ASSIGNED TASK
Word for word, reproduce each of the entries.

** Opening EXCERPTED DATA block **

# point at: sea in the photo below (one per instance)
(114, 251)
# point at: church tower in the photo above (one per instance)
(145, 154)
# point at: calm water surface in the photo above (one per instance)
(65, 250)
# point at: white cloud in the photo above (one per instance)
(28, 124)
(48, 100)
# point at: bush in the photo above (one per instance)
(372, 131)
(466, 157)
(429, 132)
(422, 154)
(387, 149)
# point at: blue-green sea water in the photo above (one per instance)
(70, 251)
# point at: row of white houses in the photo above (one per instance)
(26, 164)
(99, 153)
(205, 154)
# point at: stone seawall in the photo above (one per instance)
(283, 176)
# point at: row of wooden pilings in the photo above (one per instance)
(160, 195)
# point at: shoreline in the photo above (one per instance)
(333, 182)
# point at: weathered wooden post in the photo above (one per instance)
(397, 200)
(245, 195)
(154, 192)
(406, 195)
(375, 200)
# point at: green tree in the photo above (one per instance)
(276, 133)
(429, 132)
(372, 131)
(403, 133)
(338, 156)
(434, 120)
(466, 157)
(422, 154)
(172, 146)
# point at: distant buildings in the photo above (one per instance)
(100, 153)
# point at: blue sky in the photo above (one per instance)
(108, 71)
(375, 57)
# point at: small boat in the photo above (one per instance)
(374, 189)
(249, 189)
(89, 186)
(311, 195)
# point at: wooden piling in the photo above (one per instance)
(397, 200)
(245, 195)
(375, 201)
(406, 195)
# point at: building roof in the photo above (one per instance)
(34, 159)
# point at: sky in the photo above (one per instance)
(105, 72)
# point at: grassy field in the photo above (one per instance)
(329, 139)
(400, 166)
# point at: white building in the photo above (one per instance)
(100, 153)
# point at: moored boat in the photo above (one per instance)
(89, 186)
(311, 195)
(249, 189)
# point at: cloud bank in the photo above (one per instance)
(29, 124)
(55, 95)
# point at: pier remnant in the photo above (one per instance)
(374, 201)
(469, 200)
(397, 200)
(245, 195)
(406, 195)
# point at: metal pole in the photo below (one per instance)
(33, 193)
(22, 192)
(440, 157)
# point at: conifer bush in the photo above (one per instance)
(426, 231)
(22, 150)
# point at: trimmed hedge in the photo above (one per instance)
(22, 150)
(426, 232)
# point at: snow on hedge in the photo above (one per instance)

** Closing EXCERPTED DATA block **

ANSWER BOX
# point at: sea in the photo below (one per instance)
(114, 251)
# point at: church tower in the photo above (one per instance)
(145, 154)
# point at: calm water surface in the photo above (one per instance)
(65, 250)
# point at: white cloud in the photo above (one per instance)
(28, 124)
(48, 100)
# point at: bush in the photo above (one per instance)
(372, 131)
(466, 157)
(429, 132)
(422, 154)
(387, 149)
# point at: blue-green sea water in the photo above (one per instance)
(70, 251)
# point at: row of white houses in the photo above (one per instance)
(26, 164)
(99, 153)
(205, 154)
# point at: stone seawall in the photo above (one per instance)
(283, 176)
# point at: row of wooden pilings in the photo above (one per instance)
(160, 195)
# point at: shoreline in the photo above (one per instance)
(333, 182)
# point at: weathered wooden post in the photo above (one per instance)
(397, 200)
(245, 195)
(154, 192)
(406, 195)
(375, 200)
# point at: green tree in the photo above (one per instance)
(276, 133)
(429, 132)
(372, 131)
(403, 133)
(338, 156)
(434, 120)
(466, 157)
(422, 154)
(172, 146)
# point at: distant buildings in the photo above (one per instance)
(100, 153)
# point at: blue sky in the photo above (one per instance)
(108, 71)
(375, 57)
# point at: small boat in the photo above (one per instance)
(374, 189)
(249, 189)
(89, 186)
(311, 195)
# point at: wooden piling in the photo above (one per instance)
(397, 200)
(245, 195)
(375, 201)
(406, 195)
# point at: building roof in the photo above (one per instance)
(34, 159)
# point at: sky in the photo above (one per instance)
(105, 72)
# point at: grassy field in the photo above (one per instance)
(329, 139)
(400, 166)
# point at: white building in the photo above (one per instance)
(100, 153)
# point at: moored boat in the photo above (one per instance)
(89, 186)
(311, 195)
(249, 189)
# point at: cloud bank in the photo above (one per instance)
(29, 124)
(55, 95)
# point at: pier remnant in the photo above (one per instance)
(374, 201)
(469, 200)
(397, 200)
(245, 195)
(406, 195)
# point at: metal pole in the photo below (one per instance)
(33, 193)
(22, 192)
(440, 157)
# point at: conifer bush in the photo above (one per instance)
(426, 231)
(22, 150)
# point at: trimmed hedge in the photo above (one per instance)
(22, 150)
(426, 232)
# point at: snow on hedge in the photo above (one per instance)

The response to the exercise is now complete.